Write out each entry, exactly the way it appears.

● ● ● ● ●

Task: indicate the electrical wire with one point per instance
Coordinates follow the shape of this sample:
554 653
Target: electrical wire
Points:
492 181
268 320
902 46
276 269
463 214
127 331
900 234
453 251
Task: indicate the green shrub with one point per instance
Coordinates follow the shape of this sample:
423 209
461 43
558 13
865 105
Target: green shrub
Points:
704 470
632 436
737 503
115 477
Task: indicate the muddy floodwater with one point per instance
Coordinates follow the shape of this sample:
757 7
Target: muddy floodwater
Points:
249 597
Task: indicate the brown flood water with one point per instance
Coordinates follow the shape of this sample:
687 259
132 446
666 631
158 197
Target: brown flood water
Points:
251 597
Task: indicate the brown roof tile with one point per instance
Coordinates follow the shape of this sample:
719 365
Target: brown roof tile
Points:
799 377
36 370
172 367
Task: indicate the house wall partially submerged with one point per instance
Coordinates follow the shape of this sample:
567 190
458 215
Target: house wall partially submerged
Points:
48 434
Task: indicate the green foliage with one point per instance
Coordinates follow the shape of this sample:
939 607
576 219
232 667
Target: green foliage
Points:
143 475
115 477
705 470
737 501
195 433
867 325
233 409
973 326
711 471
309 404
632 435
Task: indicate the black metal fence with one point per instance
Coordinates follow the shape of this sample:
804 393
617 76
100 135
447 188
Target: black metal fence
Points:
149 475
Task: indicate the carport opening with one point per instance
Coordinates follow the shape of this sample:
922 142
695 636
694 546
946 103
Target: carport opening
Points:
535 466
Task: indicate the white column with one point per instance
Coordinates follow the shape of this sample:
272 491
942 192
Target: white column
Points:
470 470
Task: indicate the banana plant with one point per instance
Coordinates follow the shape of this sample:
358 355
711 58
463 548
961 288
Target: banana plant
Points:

● ● ● ● ●

Full solution =>
Task: indicate the electrical wire with one point per instance
Coordinates follow the shape of this sample:
554 653
Target: electrical wire
Points:
492 181
268 320
902 46
276 269
463 214
127 331
900 234
453 251
Task: indicate the green shrub with one point per instance
Coordinates follow the shape of this sample:
423 209
461 43
558 13
865 105
Target: green shrub
Points:
704 470
632 436
737 503
115 477
Task: indicate the muddy floodwater with one point per instance
Coordinates follow the shape of this sample:
757 7
Target: muddy floodwater
Points:
249 597
Task: indicate the brown flood water with one point per instance
Coordinates follow the shape of this sample:
687 259
132 446
666 631
158 197
Target: brown flood water
Points:
251 597
Task: indicate the brown roof tile with one point per instance
Coordinates follow the shape of this sample:
719 365
Target: brown roof tile
Points:
799 377
36 370
172 367
Task: indicate the house wall partially submerged with one point per instance
Coordinates follow the shape of this sample:
567 190
458 215
Target: house wall partially submerged
Points:
48 434
Task: indicate the green foliage with one point per instance
Coordinates follow the shape of this sample:
939 607
576 219
232 667
Target: green foliage
Points:
143 475
115 477
705 470
737 501
195 433
867 325
233 409
973 326
711 471
309 404
632 435
Task: indicate the black metal fence with one point per instance
Coordinates follow the shape of this sample:
804 393
617 76
100 135
447 188
Target: black metal fence
Points:
149 475
Task: indicate the carport opening with one point per instance
Coordinates follow the shape of this sample:
922 142
695 636
694 546
946 103
Target: carport opening
Points:
535 466
Task: indicate the white column with one point per instance
Coordinates follow the shape of this sample:
272 491
942 192
Target: white column
Points:
470 470
Task: indicate the banana plant with one point per instance
Coordinates follow the shape of this sample:
358 355
711 58
463 548
961 288
Target: banana plant
Points:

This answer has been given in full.